Omit the images and retype the records verbatim.

============

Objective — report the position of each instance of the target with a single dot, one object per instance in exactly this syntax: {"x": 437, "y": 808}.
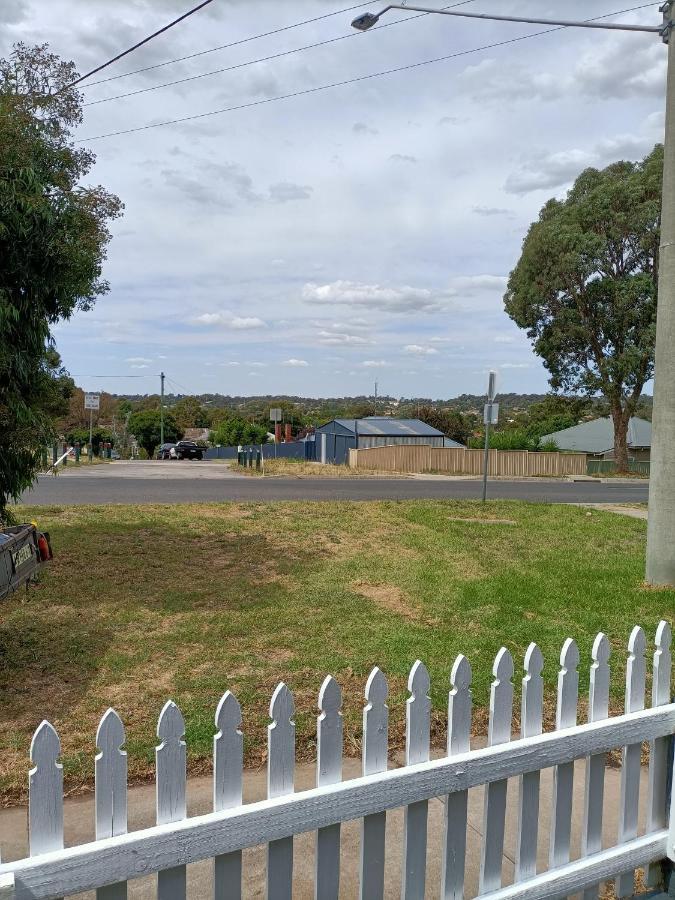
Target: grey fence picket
{"x": 531, "y": 718}
{"x": 375, "y": 749}
{"x": 170, "y": 763}
{"x": 594, "y": 791}
{"x": 456, "y": 805}
{"x": 563, "y": 775}
{"x": 328, "y": 771}
{"x": 499, "y": 732}
{"x": 657, "y": 812}
{"x": 228, "y": 762}
{"x": 45, "y": 792}
{"x": 280, "y": 781}
{"x": 636, "y": 676}
{"x": 418, "y": 723}
{"x": 110, "y": 798}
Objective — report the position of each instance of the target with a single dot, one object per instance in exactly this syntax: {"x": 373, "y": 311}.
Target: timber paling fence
{"x": 107, "y": 863}
{"x": 458, "y": 461}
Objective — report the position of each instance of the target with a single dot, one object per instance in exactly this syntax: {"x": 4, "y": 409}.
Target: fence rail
{"x": 459, "y": 461}
{"x": 176, "y": 840}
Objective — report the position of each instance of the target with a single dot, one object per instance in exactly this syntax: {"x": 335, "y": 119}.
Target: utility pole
{"x": 661, "y": 516}
{"x": 161, "y": 407}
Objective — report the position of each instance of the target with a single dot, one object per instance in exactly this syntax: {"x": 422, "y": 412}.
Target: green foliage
{"x": 585, "y": 286}
{"x": 146, "y": 428}
{"x": 53, "y": 238}
{"x": 232, "y": 432}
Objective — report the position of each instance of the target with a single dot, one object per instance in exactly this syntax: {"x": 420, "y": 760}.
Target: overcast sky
{"x": 315, "y": 244}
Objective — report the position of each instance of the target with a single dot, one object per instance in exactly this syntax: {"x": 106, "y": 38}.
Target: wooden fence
{"x": 176, "y": 840}
{"x": 458, "y": 461}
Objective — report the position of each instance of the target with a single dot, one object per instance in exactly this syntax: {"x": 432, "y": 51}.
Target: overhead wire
{"x": 347, "y": 81}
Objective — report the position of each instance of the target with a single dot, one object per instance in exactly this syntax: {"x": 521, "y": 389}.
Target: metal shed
{"x": 374, "y": 431}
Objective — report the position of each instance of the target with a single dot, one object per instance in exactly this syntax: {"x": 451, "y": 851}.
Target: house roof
{"x": 597, "y": 436}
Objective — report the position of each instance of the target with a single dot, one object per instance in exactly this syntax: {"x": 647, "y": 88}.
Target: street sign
{"x": 490, "y": 414}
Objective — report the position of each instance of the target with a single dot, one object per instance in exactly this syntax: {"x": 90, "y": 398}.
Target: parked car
{"x": 186, "y": 450}
{"x": 164, "y": 451}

============

■ Worked solution ■
Objective — report the position of each instance of the target with a single dot, one object per instance in exactly this syntax: {"x": 437, "y": 808}.
Target: grey fence picket
{"x": 531, "y": 718}
{"x": 375, "y": 749}
{"x": 170, "y": 763}
{"x": 594, "y": 791}
{"x": 456, "y": 805}
{"x": 563, "y": 775}
{"x": 328, "y": 771}
{"x": 499, "y": 732}
{"x": 657, "y": 812}
{"x": 228, "y": 762}
{"x": 45, "y": 792}
{"x": 280, "y": 781}
{"x": 636, "y": 676}
{"x": 418, "y": 723}
{"x": 110, "y": 798}
Objective — report the position of each instance of the target with a single dot, one object per instance in exactly this syntax: {"x": 373, "y": 311}.
Target: timber paling fence
{"x": 107, "y": 863}
{"x": 458, "y": 461}
Objective — report the position of each instance of the target with a single dot, one object per instance in exactly this syntax: {"x": 4, "y": 409}.
Target: fence rail
{"x": 459, "y": 461}
{"x": 176, "y": 840}
Objective — report the position of each instance of the target with a single dot, one object per instance in exactly this syntax: {"x": 335, "y": 119}.
Target: utility pole
{"x": 661, "y": 516}
{"x": 161, "y": 407}
Objective — report the position of each instance of the target with a single dot, one object per instance in exactly this syntax: {"x": 422, "y": 412}.
Target: green foliage
{"x": 585, "y": 286}
{"x": 146, "y": 428}
{"x": 53, "y": 238}
{"x": 232, "y": 432}
Objective — report the position of each instance of the target with a single dot, one object per instance in exactly this syntax: {"x": 420, "y": 760}.
Target: overcast sky
{"x": 315, "y": 244}
Objective — report the position of each instance of the target with a single dot, one object per instance in exactly this syntax: {"x": 106, "y": 38}.
Target: wooden fence
{"x": 176, "y": 840}
{"x": 458, "y": 461}
Objective — report the position of each instance of the target with a single dot, one object per instance in exactly this syntax: {"x": 432, "y": 51}.
Target: overhead wire
{"x": 347, "y": 81}
Objective — report the position of each instance of the target with a single dot, one object per instance in exactly this syntax: {"x": 521, "y": 389}.
Target: metal shed
{"x": 374, "y": 431}
Objective — report the position of each instance of the target with a single dot, one object per instance in exactly this syntax: {"x": 451, "y": 851}.
Target: house roof
{"x": 597, "y": 436}
Objective — report the position of each instance of the target with a single dot, one object per instance in exactly this syntax: {"x": 647, "y": 88}.
Target: street sign
{"x": 490, "y": 414}
Objective — report the position of each instance of the target with a single dot, one object per instance in exactly this syntax: {"x": 90, "y": 398}.
Target: parked car
{"x": 186, "y": 450}
{"x": 164, "y": 451}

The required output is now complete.